In fact, when I inspect this 'gallant' behavior- it has a playful, cartoonish
quality. When I read about Tert Fe as 'puer/puella', it sounded very much
like what I do. 

I 'play' at being things a lot. I will say whatever works when dealing with 
others most of the time, with little concern as to whether it is true or not,
because I assume people can tell I'm not serious. 

This sometimes leads people to think I _can't_ be serious. The truth is, half the 
time I don't know how I really feel about something, and the other half of the 
time, I don't actually want to talk about it.

It's a bit like being an actor. This is part of the 'clownishness' I previously
described.

When considering things from THAT standpoint- Fe makes a lot of sense.


----------



## itsme45 (Jun 8, 2012)

Word Dispenser said:


> Yes, yes, I know. I'm not trying to stereotype. I'm just stating what's there. Obviously there are a lot of scientific 'feelers' out there. And a lot of emotional 'thinkers'.
> 
> The entire _reason _I'm confused is that I'm an emotional thinker-- I can't ever rule out feeler. I try to differentiate the degree in which I apply value to things, in order to figure it out.
> 
> ...



You sound like a T. See, us Thinkers are left confused when we get criticized for being callous and shit. We don't feel this way, it wasn't our intention, but we come off that way for some reason. If I look closely enough, I can see why it comes off that way, but it's hard to remember to pay attention to that all the time, as T is more natural to me than F.

Though, we differ in one aspect, as I definitely can think of myself as a cold person. I can admit to it easily. Sure, I'm not like that all the time, but a lot of the time pretty cold, and it's just natural too. ("Cold" is nothing to do with being a sociopath, it just means it's a state where you are not focused on emotional and value aspects of things. Cool, calm, level headed, I guess these words also work for this.) 

And yeah, I can be warm and all that, when I direct my attention and interest that way.


----------



## Word Dispenser (May 18, 2012)

# [Given entries]
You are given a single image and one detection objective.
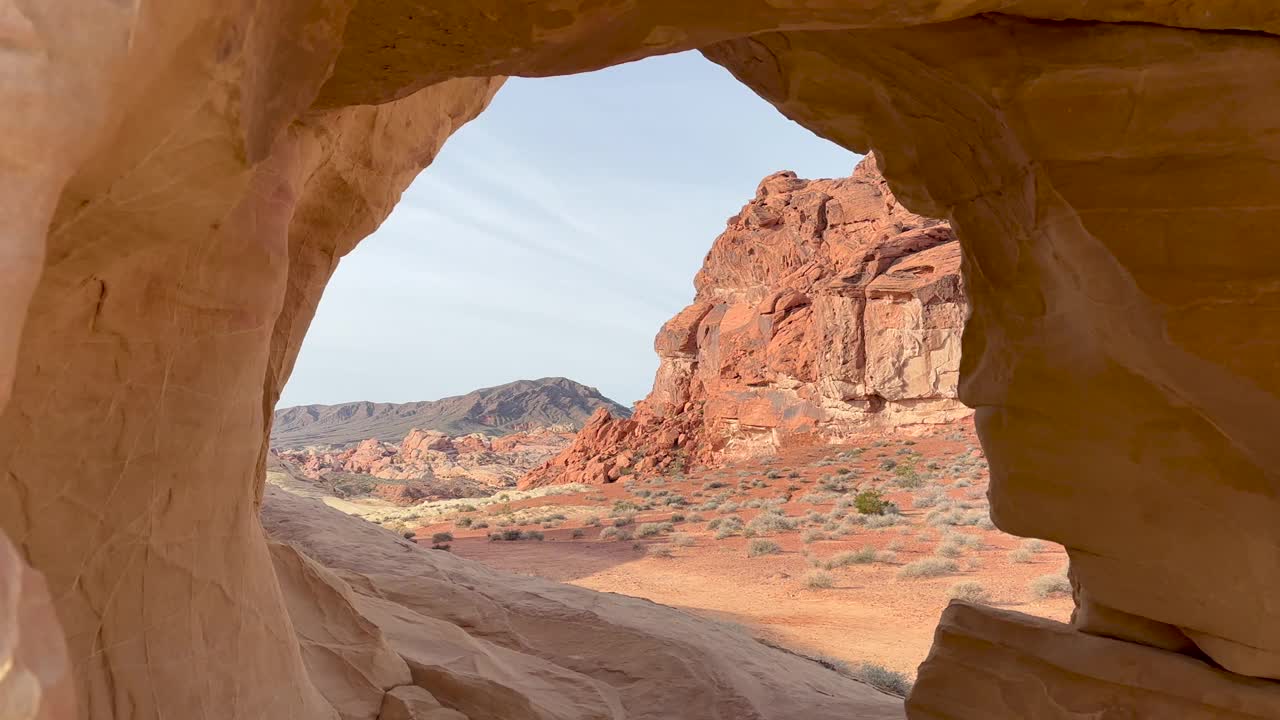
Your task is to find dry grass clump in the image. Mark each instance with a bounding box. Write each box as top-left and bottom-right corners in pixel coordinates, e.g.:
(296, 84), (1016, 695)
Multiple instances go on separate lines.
* * *
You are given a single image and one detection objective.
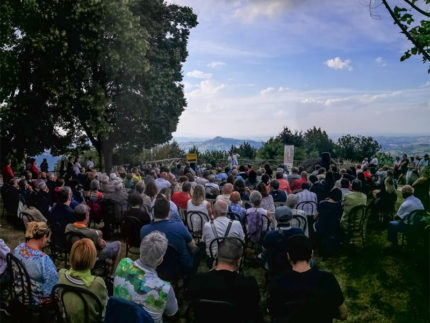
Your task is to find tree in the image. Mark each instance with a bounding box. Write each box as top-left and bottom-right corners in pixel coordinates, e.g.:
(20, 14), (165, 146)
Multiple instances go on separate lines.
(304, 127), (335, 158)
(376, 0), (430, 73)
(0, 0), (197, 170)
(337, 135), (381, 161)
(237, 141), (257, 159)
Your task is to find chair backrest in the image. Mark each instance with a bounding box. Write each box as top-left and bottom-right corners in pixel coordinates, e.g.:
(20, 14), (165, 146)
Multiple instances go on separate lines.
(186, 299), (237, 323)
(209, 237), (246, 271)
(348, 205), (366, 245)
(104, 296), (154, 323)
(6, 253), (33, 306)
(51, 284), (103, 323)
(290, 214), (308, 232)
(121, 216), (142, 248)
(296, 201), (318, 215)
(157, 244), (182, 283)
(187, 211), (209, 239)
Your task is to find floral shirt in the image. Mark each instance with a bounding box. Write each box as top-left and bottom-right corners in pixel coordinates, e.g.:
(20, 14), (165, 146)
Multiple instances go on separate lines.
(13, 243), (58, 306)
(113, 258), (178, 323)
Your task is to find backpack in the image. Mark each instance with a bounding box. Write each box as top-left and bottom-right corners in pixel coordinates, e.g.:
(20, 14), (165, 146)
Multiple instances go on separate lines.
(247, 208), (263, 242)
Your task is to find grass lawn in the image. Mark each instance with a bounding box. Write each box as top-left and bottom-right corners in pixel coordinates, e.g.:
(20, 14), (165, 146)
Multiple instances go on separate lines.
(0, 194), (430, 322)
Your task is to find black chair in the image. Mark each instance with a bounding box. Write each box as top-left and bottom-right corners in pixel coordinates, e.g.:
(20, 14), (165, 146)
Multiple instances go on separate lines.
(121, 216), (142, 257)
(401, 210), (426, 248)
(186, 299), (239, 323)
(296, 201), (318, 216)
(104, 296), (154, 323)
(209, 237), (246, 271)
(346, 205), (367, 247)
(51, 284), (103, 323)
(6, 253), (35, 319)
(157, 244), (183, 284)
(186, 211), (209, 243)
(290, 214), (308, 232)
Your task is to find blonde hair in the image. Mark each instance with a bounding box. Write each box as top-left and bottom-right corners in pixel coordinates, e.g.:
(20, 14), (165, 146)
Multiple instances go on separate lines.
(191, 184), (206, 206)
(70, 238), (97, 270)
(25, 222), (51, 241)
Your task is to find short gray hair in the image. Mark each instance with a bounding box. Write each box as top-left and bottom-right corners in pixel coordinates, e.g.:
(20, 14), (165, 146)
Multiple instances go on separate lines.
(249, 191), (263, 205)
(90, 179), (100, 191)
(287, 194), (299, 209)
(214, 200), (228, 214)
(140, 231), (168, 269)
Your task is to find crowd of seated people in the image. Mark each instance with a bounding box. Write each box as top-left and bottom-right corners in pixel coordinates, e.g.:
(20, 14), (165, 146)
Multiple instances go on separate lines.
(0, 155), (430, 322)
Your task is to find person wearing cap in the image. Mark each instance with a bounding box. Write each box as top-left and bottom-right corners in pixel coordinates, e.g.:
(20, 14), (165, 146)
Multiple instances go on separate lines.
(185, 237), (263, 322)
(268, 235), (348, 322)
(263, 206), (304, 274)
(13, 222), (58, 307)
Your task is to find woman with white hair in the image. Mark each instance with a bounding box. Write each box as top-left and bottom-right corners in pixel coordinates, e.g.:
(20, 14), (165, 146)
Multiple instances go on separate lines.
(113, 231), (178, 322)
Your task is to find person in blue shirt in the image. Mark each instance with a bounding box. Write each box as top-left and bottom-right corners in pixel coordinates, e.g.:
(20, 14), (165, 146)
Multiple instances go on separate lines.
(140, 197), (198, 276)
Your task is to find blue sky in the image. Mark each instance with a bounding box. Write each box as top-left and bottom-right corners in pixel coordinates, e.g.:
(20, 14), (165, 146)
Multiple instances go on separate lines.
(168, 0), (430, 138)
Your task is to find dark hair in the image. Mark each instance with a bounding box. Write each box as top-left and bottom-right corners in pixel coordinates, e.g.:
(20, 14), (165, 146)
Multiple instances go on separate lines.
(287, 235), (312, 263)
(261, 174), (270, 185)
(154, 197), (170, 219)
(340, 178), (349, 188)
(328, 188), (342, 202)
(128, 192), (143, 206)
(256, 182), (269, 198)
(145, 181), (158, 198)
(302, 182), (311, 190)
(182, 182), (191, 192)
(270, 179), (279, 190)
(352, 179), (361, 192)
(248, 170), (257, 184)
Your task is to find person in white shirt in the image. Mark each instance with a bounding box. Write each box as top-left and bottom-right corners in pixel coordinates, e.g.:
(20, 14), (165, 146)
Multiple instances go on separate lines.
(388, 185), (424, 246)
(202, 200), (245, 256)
--
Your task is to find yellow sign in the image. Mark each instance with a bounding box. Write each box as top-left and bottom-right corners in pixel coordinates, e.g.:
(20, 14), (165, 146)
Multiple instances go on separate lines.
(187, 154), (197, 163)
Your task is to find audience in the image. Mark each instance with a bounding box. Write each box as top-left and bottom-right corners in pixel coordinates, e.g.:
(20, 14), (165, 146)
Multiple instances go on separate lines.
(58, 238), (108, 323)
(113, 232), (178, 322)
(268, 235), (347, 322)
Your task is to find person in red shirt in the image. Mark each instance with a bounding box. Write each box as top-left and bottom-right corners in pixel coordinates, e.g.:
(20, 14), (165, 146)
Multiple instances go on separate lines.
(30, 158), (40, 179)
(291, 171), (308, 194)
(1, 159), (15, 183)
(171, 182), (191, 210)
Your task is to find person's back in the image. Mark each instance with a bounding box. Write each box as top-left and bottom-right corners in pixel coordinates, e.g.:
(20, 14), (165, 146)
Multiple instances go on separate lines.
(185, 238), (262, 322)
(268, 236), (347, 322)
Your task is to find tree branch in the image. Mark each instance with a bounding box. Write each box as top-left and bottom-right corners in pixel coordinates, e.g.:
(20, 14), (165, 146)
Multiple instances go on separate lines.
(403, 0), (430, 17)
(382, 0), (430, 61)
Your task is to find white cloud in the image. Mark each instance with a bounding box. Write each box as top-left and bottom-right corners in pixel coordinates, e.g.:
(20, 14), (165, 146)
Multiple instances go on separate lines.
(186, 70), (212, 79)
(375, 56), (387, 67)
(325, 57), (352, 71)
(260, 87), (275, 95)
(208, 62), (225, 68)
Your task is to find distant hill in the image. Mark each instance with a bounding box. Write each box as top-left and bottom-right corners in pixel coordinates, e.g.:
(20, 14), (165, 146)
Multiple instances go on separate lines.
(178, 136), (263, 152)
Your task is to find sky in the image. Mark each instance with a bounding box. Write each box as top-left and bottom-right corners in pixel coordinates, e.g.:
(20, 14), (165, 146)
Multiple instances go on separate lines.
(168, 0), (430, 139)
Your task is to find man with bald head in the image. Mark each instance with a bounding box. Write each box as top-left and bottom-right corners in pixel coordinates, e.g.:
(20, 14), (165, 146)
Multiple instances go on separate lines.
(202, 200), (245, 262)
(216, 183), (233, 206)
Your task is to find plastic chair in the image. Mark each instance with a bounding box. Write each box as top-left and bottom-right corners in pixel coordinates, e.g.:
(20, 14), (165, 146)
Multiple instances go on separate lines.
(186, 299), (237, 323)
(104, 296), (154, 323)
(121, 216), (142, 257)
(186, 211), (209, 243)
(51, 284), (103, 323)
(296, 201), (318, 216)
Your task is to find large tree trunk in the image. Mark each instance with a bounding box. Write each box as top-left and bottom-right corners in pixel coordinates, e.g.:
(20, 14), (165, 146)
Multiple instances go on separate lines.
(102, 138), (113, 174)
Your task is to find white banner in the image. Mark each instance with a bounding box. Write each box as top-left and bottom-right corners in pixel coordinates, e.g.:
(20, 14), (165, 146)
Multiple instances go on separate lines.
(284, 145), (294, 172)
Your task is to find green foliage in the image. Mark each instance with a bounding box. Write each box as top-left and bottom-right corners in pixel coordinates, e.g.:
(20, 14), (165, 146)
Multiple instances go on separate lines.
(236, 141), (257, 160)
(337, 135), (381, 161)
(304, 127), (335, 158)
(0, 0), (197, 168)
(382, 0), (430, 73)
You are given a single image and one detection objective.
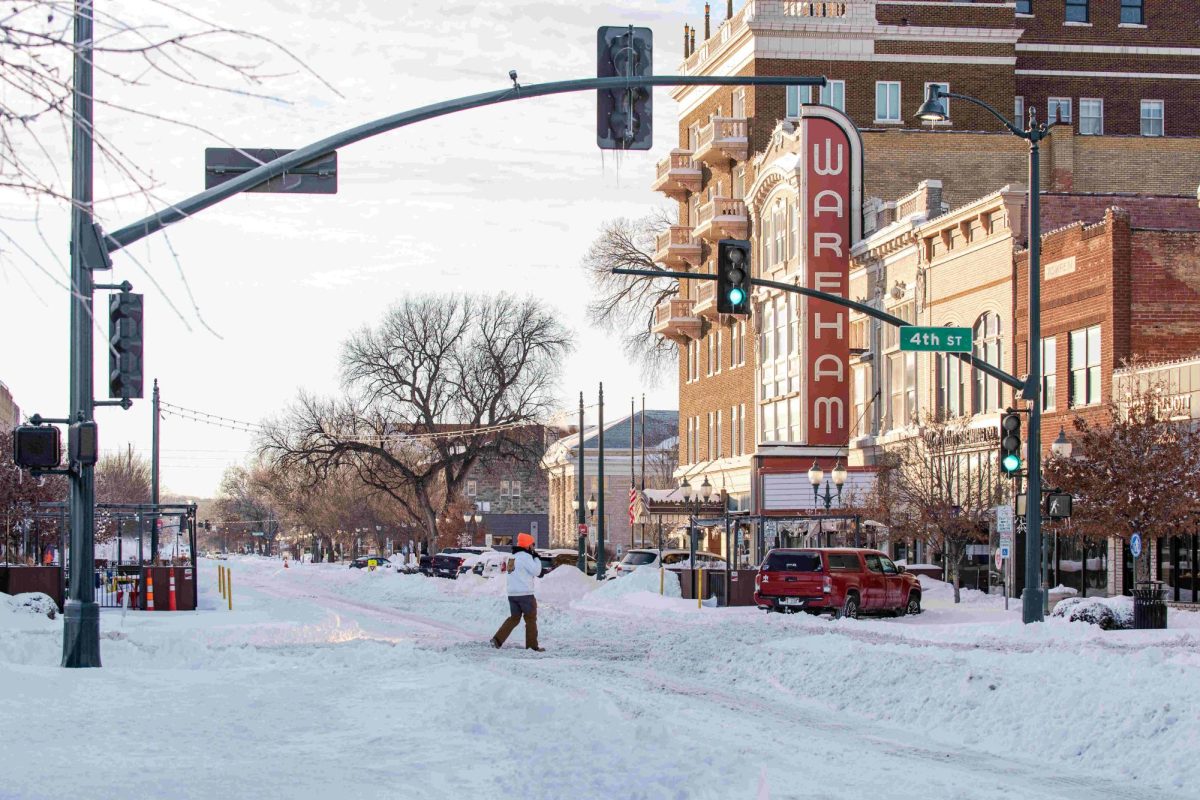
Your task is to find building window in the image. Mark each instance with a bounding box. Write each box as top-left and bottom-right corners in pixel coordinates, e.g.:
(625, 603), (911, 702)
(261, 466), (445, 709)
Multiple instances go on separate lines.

# [Tasks and exercises]
1) Replace "bounding box" with "rectangle" in the listing lines from the line with "Your task is to find woman" through the line with "(113, 231), (178, 322)", changing nothing else, and give only those lines.
2) Carry the forum thread on thinking and feeling types forward from where it stops.

# [Expected responses]
1)
Your task is to find woman with white hair in the image. Mark each instance with a rectangle. Write each box as top-left and bottom-right corners in pixel coordinates, e.g.:
(20, 14), (165, 146)
Multiple instances go on separate lines.
(113, 231), (178, 322)

2)
itsme45 said:


> You sound like a T. See, us Thinkers are left confused when we get criticized for being callous and shit. We don't feel this way, it wasn't our intention, but we come off that way for some reason. If I look closely enough, I can see why it comes off that way, but it's hard to remember to pay attention to that all the time, as T is more natural to me than F.
> 
> Though, we differ in one aspect, as I definitely can think of myself as a cold person. I can admit to it easily. Sure, I'm not like that all the time, but a lot of the time pretty cold, and it's just natural too. ("Cold" is nothing to do with being a sociopath, it just means it's a state where you are not focused on emotional and value aspects of things. Cool, calm, level headed, I guess these words also work for this.)
> 
> And yeah, I can be warm and all that, when I direct my attention and interest that way.


Thanks. I see what you mean, and I've definitely been left confused by other people's emotional reactions.

I guess when I think 'cold', I think 'frigid' or something, which is a bit of an extreme. 

But, I can definitely be in situations where I'm mostly just calm, and not really _feeling_ as much as other people seem to be. In that sense, I can be cold-- Distant, and kind of aloof. But, again, F can be this way, too, I'm sure.

I strike me as a T, anyway.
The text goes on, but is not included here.